§ **Referring expression grounding data**:
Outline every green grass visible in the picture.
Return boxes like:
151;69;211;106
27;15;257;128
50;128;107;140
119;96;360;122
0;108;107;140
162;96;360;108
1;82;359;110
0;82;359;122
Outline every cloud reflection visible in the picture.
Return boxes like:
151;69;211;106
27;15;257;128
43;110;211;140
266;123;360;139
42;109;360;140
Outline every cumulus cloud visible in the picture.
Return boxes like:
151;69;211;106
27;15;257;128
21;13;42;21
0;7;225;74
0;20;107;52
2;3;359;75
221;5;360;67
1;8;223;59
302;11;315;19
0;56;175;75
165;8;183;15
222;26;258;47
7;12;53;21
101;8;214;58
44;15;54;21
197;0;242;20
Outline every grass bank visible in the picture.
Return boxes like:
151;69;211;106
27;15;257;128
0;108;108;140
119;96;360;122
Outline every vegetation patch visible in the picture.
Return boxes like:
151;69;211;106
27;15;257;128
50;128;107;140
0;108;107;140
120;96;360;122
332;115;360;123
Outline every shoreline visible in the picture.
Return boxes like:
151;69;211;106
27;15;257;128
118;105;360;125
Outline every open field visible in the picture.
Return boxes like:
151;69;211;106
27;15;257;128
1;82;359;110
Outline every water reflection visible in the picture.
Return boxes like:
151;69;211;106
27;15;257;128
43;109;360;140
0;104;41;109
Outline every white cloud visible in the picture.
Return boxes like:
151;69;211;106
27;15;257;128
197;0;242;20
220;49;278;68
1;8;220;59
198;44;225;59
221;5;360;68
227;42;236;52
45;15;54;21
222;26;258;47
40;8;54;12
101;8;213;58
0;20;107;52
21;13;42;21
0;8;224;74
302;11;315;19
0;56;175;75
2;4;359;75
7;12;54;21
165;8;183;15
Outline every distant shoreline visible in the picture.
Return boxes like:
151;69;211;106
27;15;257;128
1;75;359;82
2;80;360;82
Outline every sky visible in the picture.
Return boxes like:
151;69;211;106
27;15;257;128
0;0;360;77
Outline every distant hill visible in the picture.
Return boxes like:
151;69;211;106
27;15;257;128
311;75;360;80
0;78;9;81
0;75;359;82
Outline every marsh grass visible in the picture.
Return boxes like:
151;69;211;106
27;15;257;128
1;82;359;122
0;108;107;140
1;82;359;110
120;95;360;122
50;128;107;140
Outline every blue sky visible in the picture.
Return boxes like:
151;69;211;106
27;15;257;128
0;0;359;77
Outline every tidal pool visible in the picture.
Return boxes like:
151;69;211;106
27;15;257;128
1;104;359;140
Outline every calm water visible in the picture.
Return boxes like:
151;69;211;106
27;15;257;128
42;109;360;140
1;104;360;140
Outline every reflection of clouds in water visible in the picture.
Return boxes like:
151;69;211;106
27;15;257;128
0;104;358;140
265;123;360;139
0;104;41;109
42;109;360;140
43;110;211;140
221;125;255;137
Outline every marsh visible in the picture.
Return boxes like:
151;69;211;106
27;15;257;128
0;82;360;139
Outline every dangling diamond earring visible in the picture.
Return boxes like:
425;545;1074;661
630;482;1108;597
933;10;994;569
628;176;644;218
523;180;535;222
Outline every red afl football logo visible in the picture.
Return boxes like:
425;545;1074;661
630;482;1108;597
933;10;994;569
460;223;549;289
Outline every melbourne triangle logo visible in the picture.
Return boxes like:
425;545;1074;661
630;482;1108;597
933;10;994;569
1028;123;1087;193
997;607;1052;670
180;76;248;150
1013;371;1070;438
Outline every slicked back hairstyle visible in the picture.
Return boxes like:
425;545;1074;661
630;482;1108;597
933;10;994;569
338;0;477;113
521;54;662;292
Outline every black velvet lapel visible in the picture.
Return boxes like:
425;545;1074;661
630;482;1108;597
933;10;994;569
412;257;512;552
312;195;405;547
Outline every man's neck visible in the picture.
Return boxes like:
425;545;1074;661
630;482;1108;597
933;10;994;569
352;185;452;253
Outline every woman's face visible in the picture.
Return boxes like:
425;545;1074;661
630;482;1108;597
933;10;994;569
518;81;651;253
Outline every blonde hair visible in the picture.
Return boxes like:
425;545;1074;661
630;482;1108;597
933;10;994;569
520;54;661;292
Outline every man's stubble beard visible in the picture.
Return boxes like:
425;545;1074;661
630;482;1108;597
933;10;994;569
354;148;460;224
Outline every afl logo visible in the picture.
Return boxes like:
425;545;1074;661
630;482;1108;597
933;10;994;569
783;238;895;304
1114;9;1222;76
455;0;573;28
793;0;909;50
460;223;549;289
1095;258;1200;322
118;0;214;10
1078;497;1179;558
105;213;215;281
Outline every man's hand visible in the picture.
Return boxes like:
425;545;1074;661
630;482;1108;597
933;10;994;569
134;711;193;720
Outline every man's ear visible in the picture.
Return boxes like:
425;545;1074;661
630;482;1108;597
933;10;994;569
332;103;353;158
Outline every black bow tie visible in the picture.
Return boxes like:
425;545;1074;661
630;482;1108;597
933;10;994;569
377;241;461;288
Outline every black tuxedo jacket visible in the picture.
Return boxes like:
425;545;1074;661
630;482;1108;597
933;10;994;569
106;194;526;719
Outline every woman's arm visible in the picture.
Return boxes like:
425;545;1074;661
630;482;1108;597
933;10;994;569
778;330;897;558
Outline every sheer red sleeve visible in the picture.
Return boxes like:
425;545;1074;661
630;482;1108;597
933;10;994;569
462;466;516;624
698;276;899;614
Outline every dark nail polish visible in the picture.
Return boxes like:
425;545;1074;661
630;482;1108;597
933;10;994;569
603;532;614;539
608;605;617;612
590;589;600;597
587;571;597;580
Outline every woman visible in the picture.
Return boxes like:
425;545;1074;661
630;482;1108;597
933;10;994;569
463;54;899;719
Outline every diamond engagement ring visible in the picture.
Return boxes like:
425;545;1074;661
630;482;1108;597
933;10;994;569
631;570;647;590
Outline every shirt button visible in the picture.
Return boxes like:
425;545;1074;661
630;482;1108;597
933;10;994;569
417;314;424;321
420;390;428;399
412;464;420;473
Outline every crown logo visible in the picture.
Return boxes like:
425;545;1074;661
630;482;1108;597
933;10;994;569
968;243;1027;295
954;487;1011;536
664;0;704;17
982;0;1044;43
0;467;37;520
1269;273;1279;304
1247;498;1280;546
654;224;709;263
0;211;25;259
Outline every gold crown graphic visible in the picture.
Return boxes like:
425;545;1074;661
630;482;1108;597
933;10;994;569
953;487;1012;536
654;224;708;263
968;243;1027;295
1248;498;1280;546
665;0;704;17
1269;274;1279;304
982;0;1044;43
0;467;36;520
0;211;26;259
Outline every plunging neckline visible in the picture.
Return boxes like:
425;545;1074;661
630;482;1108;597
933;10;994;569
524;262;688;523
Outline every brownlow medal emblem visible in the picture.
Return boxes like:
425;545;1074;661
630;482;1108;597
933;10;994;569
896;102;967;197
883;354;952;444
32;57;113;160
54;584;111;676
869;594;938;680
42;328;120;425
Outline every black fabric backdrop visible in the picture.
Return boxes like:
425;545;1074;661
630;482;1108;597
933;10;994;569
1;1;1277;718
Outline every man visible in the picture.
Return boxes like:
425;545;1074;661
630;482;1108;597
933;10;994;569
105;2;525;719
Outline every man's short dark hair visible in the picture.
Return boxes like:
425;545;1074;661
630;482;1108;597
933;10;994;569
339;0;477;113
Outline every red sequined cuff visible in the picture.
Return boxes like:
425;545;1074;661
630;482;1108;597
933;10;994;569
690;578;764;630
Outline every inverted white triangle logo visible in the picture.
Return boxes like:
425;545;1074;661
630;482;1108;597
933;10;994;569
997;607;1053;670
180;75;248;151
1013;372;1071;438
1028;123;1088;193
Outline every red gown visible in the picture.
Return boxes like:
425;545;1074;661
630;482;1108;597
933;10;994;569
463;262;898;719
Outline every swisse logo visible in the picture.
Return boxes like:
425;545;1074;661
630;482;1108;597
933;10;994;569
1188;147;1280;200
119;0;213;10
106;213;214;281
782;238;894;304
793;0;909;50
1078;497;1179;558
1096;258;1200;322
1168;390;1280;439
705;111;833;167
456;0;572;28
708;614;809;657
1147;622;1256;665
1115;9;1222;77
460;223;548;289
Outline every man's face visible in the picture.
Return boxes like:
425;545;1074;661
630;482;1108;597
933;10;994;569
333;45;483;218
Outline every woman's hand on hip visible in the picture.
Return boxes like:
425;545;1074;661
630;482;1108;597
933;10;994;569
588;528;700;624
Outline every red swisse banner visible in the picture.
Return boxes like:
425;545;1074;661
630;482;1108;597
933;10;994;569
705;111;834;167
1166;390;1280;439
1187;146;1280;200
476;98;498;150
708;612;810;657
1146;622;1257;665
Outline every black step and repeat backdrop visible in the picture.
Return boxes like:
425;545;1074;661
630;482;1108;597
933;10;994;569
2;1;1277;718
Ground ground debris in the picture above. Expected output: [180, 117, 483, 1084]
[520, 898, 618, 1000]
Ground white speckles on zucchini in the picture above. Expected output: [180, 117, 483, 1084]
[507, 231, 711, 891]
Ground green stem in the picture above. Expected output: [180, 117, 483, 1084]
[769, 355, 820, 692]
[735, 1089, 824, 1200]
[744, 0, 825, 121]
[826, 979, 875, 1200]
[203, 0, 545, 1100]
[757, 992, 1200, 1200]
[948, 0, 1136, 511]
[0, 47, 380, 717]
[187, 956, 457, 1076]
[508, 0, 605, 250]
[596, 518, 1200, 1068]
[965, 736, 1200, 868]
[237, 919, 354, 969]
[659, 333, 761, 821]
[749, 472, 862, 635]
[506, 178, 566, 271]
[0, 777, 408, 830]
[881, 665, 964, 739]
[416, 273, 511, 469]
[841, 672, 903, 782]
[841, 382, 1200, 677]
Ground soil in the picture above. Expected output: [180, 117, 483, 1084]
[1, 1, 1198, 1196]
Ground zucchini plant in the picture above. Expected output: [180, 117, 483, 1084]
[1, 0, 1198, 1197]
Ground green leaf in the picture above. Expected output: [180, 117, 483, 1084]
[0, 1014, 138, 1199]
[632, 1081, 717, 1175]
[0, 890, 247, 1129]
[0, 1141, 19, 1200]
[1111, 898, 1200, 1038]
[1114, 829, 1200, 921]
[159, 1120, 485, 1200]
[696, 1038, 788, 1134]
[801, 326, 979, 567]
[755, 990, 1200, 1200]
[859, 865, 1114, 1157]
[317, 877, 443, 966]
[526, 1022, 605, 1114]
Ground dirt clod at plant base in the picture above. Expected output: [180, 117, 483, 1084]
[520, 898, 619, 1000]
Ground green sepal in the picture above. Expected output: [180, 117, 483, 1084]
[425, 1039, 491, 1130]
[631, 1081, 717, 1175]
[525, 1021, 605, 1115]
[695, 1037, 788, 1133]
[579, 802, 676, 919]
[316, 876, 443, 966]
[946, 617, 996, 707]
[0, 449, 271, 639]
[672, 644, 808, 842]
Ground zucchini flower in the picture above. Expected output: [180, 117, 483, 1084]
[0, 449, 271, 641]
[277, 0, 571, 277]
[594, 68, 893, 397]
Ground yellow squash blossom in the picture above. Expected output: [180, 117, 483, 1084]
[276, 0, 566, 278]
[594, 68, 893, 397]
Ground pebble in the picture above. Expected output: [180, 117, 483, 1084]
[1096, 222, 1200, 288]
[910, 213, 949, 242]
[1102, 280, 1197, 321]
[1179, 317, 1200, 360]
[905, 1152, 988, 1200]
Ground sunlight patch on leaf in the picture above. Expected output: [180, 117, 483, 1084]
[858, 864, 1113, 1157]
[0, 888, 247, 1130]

§ **DIRECTIONS**:
When a line above contains the string "reflection", copy that line.

§ **ANSWER SPACE**:
Outline every cloud reflection visible in the picture.
Outline every water reflection visible in the picture.
Outline every reflection of clouds in water visible in the picture.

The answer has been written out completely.